▸ What the exercise asks: Please put everything from the record beginning "Hi there — would you mind identifying the white petal" down to the end of the records into a two-column CSV with the headers request and boxes, one row per record. Wrap each field in quotes and replace its line breaks with spaces.

---- Given data

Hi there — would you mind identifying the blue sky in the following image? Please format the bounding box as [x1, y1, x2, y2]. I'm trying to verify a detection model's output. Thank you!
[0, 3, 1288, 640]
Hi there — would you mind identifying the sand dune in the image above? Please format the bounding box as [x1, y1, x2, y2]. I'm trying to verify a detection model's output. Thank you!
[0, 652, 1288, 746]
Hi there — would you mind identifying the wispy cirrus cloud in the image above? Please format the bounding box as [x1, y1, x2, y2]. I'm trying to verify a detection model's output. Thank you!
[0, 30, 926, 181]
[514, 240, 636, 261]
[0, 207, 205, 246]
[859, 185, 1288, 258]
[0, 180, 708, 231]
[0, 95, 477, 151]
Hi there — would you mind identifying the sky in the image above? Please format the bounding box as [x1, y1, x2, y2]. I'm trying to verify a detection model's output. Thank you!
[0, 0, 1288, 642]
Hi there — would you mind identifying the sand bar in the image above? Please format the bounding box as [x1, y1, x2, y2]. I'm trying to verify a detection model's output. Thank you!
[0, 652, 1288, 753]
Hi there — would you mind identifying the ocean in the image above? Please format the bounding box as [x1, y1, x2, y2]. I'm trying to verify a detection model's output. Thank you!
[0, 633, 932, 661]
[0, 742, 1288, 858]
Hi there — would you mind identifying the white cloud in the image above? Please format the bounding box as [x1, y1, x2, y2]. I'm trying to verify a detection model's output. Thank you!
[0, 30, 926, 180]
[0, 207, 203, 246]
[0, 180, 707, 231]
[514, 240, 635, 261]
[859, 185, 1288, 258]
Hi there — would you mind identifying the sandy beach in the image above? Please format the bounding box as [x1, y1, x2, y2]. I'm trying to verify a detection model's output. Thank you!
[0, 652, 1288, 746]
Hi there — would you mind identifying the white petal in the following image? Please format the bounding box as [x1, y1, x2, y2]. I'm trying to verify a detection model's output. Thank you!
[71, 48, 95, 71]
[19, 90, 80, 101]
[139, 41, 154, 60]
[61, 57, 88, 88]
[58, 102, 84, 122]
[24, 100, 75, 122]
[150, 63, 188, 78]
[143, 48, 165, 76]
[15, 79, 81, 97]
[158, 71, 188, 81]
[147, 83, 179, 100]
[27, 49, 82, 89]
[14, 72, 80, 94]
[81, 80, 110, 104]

--------

▸ Response for this exercise:
request,boxes
"Hi there — would you mind identifying the white petal in the following image? Please format the bounding box as [x1, y1, x2, y2]. I'm trying to verify a detection model's output. Thank you!","[71, 48, 95, 71] [19, 90, 80, 101] [139, 41, 154, 60] [61, 57, 88, 88] [58, 102, 84, 122] [24, 100, 75, 122] [150, 63, 188, 78] [143, 48, 165, 76] [15, 79, 81, 97] [158, 71, 188, 81] [147, 83, 179, 100] [27, 49, 82, 89] [14, 72, 80, 94] [81, 80, 110, 104]"